◆ **LISTED RECORDS**:
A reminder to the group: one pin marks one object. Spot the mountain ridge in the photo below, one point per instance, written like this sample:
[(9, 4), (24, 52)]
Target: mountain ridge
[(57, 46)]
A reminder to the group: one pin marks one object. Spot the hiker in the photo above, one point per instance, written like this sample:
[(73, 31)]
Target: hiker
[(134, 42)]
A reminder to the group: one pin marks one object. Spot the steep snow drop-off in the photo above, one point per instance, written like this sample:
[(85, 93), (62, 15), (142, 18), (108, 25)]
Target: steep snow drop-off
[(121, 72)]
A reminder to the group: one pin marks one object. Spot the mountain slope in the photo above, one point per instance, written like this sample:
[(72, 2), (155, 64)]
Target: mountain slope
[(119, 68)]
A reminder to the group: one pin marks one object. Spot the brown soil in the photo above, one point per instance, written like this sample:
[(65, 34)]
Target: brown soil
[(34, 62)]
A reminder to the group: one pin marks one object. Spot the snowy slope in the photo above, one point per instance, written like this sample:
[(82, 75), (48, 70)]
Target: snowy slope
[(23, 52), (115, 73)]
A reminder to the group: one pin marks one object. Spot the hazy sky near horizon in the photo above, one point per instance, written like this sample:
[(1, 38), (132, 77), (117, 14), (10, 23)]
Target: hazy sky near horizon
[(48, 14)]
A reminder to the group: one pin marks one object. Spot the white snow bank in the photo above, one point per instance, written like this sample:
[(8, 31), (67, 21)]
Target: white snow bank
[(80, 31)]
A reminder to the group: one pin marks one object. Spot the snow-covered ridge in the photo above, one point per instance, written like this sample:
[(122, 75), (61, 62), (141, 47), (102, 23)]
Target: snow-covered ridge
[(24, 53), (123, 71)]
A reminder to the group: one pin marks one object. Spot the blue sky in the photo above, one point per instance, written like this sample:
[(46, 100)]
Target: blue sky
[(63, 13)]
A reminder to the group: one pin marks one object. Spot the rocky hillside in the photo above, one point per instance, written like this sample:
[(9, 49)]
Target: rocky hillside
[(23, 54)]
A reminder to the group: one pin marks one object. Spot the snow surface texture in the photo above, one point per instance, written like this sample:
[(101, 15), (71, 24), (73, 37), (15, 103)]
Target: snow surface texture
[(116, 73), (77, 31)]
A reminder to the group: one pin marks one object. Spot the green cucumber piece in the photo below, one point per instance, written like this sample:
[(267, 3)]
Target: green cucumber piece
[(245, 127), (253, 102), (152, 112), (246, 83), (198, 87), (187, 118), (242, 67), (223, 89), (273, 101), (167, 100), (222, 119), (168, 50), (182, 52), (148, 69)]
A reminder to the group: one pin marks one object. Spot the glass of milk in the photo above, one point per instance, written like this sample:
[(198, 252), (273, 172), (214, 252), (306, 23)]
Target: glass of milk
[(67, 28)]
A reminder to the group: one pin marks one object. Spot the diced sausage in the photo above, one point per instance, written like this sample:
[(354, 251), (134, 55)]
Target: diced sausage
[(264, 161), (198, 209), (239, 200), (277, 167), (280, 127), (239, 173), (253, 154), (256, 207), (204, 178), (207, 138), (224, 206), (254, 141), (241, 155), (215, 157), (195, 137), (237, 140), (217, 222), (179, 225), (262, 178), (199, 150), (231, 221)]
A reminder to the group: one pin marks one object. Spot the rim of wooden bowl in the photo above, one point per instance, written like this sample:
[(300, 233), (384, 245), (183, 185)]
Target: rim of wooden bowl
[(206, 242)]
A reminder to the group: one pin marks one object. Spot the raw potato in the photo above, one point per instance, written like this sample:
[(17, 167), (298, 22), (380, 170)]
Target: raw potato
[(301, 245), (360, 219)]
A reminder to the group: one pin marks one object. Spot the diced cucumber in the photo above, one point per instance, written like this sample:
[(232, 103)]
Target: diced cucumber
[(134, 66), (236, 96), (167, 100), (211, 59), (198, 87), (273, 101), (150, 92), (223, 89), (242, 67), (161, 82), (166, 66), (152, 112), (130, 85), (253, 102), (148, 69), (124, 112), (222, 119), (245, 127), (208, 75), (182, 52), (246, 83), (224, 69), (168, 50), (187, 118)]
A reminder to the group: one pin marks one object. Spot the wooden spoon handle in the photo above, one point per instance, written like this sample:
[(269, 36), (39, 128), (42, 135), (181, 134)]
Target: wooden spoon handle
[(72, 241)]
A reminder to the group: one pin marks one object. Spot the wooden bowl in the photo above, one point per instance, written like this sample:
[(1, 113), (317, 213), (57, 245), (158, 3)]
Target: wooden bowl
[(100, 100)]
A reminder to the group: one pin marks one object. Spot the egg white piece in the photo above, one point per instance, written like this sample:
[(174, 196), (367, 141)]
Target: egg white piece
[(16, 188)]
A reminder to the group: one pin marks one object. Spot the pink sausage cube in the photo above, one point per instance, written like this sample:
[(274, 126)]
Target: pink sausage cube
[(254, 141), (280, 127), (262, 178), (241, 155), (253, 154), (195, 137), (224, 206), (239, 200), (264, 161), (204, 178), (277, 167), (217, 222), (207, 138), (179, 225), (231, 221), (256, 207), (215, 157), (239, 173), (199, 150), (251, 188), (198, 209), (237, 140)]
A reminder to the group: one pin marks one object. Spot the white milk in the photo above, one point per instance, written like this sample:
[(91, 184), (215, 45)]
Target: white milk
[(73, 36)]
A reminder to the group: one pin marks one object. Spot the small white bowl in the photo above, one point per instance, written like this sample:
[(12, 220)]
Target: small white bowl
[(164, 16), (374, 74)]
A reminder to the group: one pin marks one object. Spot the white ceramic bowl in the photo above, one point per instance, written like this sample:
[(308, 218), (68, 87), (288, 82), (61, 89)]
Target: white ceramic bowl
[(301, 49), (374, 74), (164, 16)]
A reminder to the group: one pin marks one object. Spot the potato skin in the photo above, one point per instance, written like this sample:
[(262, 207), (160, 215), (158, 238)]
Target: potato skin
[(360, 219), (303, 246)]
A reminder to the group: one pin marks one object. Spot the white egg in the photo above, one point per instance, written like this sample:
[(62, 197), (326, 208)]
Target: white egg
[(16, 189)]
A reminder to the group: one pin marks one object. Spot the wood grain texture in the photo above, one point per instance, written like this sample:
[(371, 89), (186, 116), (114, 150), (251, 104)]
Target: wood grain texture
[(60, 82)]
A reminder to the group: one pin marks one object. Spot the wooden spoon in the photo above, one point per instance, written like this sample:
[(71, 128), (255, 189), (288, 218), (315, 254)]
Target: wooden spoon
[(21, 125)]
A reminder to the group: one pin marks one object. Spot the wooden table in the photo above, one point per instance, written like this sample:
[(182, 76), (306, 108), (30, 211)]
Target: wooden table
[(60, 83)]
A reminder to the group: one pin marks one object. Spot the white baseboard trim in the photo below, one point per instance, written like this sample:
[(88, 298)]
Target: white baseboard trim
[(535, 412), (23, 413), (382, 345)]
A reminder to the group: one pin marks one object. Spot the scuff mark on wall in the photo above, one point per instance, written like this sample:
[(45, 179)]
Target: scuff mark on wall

◆ **GIVEN TASK**: Rewrite the full listing, substituting "each point marks a single object" for every occurrence of "one pin marks one object" and leaving all other text unchanged.

◆ **RESULT OF THE TASK**:
A reminder to the group: each point marks a single object. Spot the mountain ridge in the photo below, one point per instance, written like this sample:
[(9, 4), (24, 52)]
Target: mountain ridge
[(57, 46)]
A reminder to the group: each point marks a single object. Spot the hiker in the photo above, one point per instance, written like this sample:
[(73, 31)]
Target: hiker
[(134, 42)]
A reminder to the group: each point marks a single object. Spot the steep snow drop-off in the photo above, one point per instance, written like this sample:
[(85, 93), (62, 15), (142, 18), (108, 25)]
Target: steep snow drop-off
[(121, 72)]
A reminder to the group: each point marks a single object. Spot the mountain slope in the photo above, one point per instance, written like this sample:
[(72, 2), (155, 64)]
Target: mountain slope
[(119, 68)]
A reminder to the group: each point marks a single object. Spot the brown soil in the photo above, one point per instance, written like this sample:
[(65, 34)]
Target: brown soil
[(34, 62)]
A reminder to the group: each point marks a single object. Spot the snowy slope in the photo above, one point per instance, written like this sample:
[(82, 75), (48, 70)]
Target: snowy slope
[(23, 52), (115, 73)]
A reminder to the group: each point marks a single object. Spot the hazy sky near horizon in the photo above, one point per instance, written like this sample:
[(1, 38), (132, 77), (117, 14), (10, 23)]
Target: hazy sky near horizon
[(48, 14)]
A reminder to the group: each point marks a single object. Spot the white snow bank in the photo above, one point per instance, written like this sample:
[(8, 31), (67, 21)]
Target: white snow bank
[(80, 31)]
A reminder to the group: each point marks a single object. Spot the snow-covered ridge in the photo above, one point per instance, written like this sample:
[(122, 75), (61, 62), (141, 47), (102, 23)]
Target: snow-covered ridge
[(24, 53), (123, 71)]
A reminder to the group: each point marks a single object. Spot the blue sky in the photo above, one point per instance, written like this sample:
[(46, 100)]
Target: blue sky
[(63, 13)]
A reminder to the group: each point marks a single object. Spot the rocky hillside in the photo above, one point per instance, written like this sample:
[(9, 49)]
Target: rocky hillside
[(23, 54)]
A reminder to the group: each point marks a single object. Spot the snow surface texture in the photo above, one point per instance, written like this sample:
[(101, 15), (71, 24), (73, 37), (15, 103)]
Target: snow surface texture
[(116, 73), (77, 31)]
A reminder to the group: each point marks a single object. Spot the green cucumber piece in the photo below, one point per instance, written like this sample:
[(267, 3)]
Target: green cucumber piece
[(245, 127), (253, 102), (152, 112), (246, 83), (198, 87), (187, 118), (242, 67), (223, 89), (273, 101), (167, 100), (222, 119), (168, 50), (182, 52), (148, 69)]
A reminder to the group: each point marks a single object. Spot the glass of milk in the photo above, one point per instance, written like this sample:
[(198, 252), (273, 172), (214, 252), (306, 23)]
Target: glass of milk
[(67, 28)]
A reminder to the group: each point marks a single object. Spot the diced sausage in the photo above, one point per instance, written like this sample:
[(354, 251), (134, 55)]
Target: diced sausage
[(264, 161), (198, 209), (239, 200), (277, 167), (280, 127), (239, 173), (253, 154), (256, 207), (204, 178), (207, 138), (224, 206), (254, 141), (241, 155), (215, 157), (195, 137), (237, 140), (217, 222), (179, 225), (262, 178), (199, 150), (231, 221)]
A reminder to the group: each point marks a single object. Spot the rim of wooden bowl in the photo above, one point per instance, written like this sample:
[(300, 233), (384, 245), (183, 185)]
Target: rim of wooden bowl
[(206, 242)]
A reminder to the group: each point marks a single object. Spot the raw potato in the photo above, one point per instance, written like this sample:
[(17, 167), (298, 22), (380, 170)]
Target: raw potato
[(301, 245), (360, 219)]
A reminder to the group: each point marks a single object. Spot the diced cucumber in the photo above, one point per instance, written like this sample:
[(232, 103)]
Target: diced cucumber
[(134, 66), (236, 96), (167, 100), (211, 59), (198, 87), (273, 101), (150, 92), (223, 89), (242, 67), (161, 82), (166, 66), (152, 112), (130, 85), (253, 102), (148, 69), (124, 112), (222, 119), (245, 127), (208, 75), (182, 52), (246, 83), (224, 69), (168, 50), (187, 118)]
A reminder to the group: each point marks a single object. Spot the wooden spoon handle in the photo above, one point per instance, written like this sample:
[(269, 36), (39, 128), (42, 135), (181, 134)]
Target: wooden spoon handle
[(72, 241)]
A reminder to the group: each point marks a single object. Spot the wooden bowl in the photo above, one point per instance, written like this sample:
[(1, 113), (317, 213), (57, 245), (158, 3)]
Target: wooden bowl
[(100, 100)]
A reminder to the group: each point marks a single object. Spot the egg white piece in the photo above, one point per instance, written like this sample:
[(174, 196), (367, 141)]
Target: egg white piece
[(16, 188)]
A reminder to the group: each point marks a single object. Spot the pink sausage cube in the photo above, one point per instance, written like this sample:
[(274, 126)]
Target: pink sausage cube
[(254, 141), (280, 127), (262, 178), (241, 155), (253, 154), (195, 137), (224, 206), (239, 200), (264, 161), (204, 178), (277, 167), (217, 222), (207, 138), (179, 225), (231, 221), (256, 207), (215, 157), (239, 173), (199, 150), (251, 188), (198, 209), (237, 140)]
A reminder to the group: each point marks a single object. Spot the white milk in the photo above, one point per instance, written like this sample:
[(91, 184), (215, 45)]
Target: white milk
[(73, 36)]
A reminder to the group: each point marks a single object. Spot the small white bowl in the photo above, one point per instance, written like this sample:
[(12, 220)]
Target: small white bowl
[(164, 16), (374, 74)]
A reminder to the group: each point marks a single object. Spot the white ceramic bowl in the photo above, one point per instance, written like this sample:
[(308, 218), (68, 87), (288, 82), (61, 89)]
Target: white ceramic bowl
[(301, 49), (374, 74), (164, 16)]
A reminder to the group: each point marks a single object. Spot the potato skin in the photo above, one point per instance, written like this sample:
[(262, 207), (160, 215), (158, 238)]
Target: potato skin
[(360, 219), (303, 246)]
A reminder to the group: each point marks a single object. Spot the white egg in the photo above, one point per instance, written like this sample:
[(62, 197), (326, 208)]
Target: white egg
[(16, 189)]
A reminder to the group: each point marks a single object. Spot the wood grain texture in the photo above, one point per instance, written like this sample:
[(371, 89), (186, 116), (114, 150), (251, 104)]
Target: wood grain texture
[(60, 82)]
A reminder to the group: each point marks a single object. Spot the wooden spoon in the photo above, one point per instance, written like this sample:
[(71, 128), (255, 189), (288, 218), (315, 254)]
Target: wooden spoon
[(21, 125)]
A reminder to the group: each point marks a single object. Spot the wooden table in the photo above, one point per instance, written like this sample:
[(182, 76), (306, 108), (30, 211)]
Target: wooden table
[(60, 83)]
A reminder to the group: each point marks a single object. Spot the white baseboard trim in the photo below, one point per instance, written like this sample:
[(88, 298)]
Target: white baseboard trim
[(535, 412), (23, 413), (382, 345)]
A reminder to the group: each point marks a single object. Spot the scuff mark on wall in the photo above, one point per instance, written like this sample:
[(45, 179)]
Target: scuff mark on wall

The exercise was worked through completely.